(REQUIRED WORK) Return exactly the lines that run from the one with "Class, indicate each instance of the overhead" to the last line of the entries below, both included, and nothing else.

(PROVIDED MATERIAL)
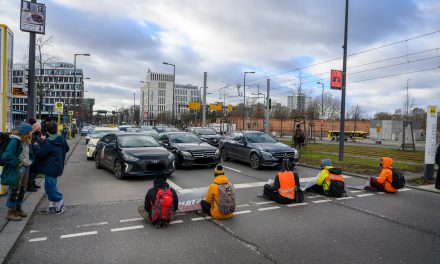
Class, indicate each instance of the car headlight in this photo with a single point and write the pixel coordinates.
(129, 157)
(266, 154)
(185, 154)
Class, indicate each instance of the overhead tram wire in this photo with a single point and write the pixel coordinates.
(350, 55)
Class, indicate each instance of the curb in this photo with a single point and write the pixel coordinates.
(13, 230)
(367, 177)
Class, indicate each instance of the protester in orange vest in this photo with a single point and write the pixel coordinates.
(383, 182)
(285, 186)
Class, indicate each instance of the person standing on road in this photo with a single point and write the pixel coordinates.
(285, 187)
(17, 159)
(437, 161)
(220, 201)
(160, 183)
(383, 182)
(52, 154)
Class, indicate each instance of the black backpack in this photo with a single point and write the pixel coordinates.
(4, 141)
(337, 187)
(398, 179)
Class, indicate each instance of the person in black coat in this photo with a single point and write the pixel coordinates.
(160, 182)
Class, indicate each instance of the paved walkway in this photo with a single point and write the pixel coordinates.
(10, 230)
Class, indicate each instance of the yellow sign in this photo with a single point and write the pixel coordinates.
(59, 106)
(194, 105)
(216, 107)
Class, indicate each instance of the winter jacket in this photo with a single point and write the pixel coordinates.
(213, 197)
(10, 157)
(386, 175)
(150, 198)
(51, 154)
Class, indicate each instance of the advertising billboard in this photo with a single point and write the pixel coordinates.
(33, 17)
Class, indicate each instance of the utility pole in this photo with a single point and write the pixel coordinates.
(205, 77)
(267, 105)
(32, 92)
(344, 81)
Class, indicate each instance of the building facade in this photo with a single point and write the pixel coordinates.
(55, 82)
(157, 96)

(ANSWER)
Class, indicate each instance of the overhead tram wire in this photo with a single point and write the pixel coordinates.
(350, 55)
Class, indicate each instance of the curb in this photo with a single point and write the pixel coordinates.
(13, 230)
(367, 177)
Class, indicate each instance of the protester in orange vest in this photo with a single point and write the pixel coordinates.
(383, 182)
(285, 186)
Class, indicate each instance of the person standing on road in this photo with a single point and write the pixel coordinates.
(285, 187)
(17, 159)
(437, 161)
(220, 201)
(160, 183)
(383, 182)
(52, 154)
Class, indicate each instance of the black backpack in this photo with a single point and write the pixel coordinates.
(4, 141)
(337, 187)
(398, 179)
Class, indicate each instance of the person in black coat in this photo with a single point and write the pixel coordinates.
(160, 182)
Class, indicate each instance of the paved walkway in this photo with a single point and write the pixel coordinates.
(10, 230)
Class, indicate each instance of the yellow sign in this photo with a single point and write the pixel coordinates.
(59, 106)
(194, 105)
(216, 107)
Class, indicate each instance of the winter jacket in this photo with a single point and write the pixel coordinates.
(213, 197)
(10, 157)
(386, 175)
(150, 198)
(51, 154)
Class, indicate each instance of the advertising billboard in this photo with a single point and write the pixel coordinates.
(33, 17)
Class, indicate each instance of the utility pole in this photo with a single point and write the pixel coordinates.
(205, 77)
(267, 105)
(32, 92)
(344, 81)
Class, indicate each instance of the building facade in this photo with a single point and write the pixel coordinates.
(55, 82)
(157, 96)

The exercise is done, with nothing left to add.